Locate every line in the data below that contains the word "white" and copy each of those lines.

Stored dataset items:
====
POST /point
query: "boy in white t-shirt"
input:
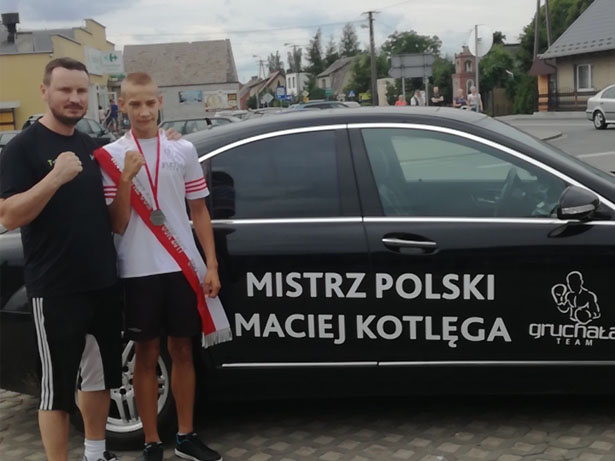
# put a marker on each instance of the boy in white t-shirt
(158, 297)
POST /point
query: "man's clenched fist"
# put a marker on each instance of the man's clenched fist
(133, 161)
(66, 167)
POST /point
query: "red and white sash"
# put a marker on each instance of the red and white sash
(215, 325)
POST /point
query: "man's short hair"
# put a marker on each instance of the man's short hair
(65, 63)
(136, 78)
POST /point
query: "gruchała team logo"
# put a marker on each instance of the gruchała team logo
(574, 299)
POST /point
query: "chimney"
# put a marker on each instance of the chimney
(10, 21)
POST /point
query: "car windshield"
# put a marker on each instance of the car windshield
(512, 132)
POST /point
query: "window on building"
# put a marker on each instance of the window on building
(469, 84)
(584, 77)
====
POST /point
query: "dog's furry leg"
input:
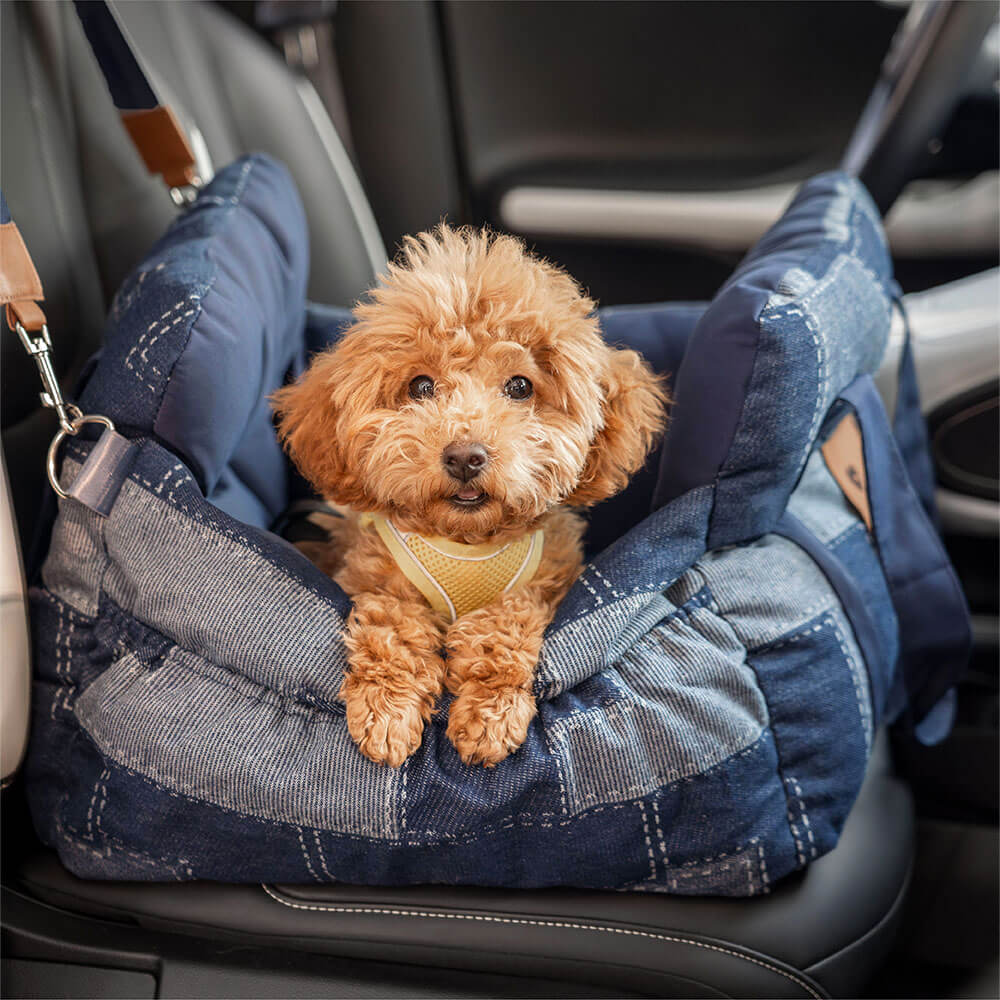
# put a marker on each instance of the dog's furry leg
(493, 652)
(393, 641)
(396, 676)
====
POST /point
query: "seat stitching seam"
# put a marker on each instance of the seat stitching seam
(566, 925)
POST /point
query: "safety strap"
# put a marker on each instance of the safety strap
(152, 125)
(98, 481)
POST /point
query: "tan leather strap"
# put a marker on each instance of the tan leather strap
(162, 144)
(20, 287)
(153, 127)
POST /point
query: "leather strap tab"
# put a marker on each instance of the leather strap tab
====
- Full output
query: "boy in white t-shirt"
# put a marker on each instance of the boy in white t-shirt
query: "red and white sash"
# put a marker on each instance of the red and white sash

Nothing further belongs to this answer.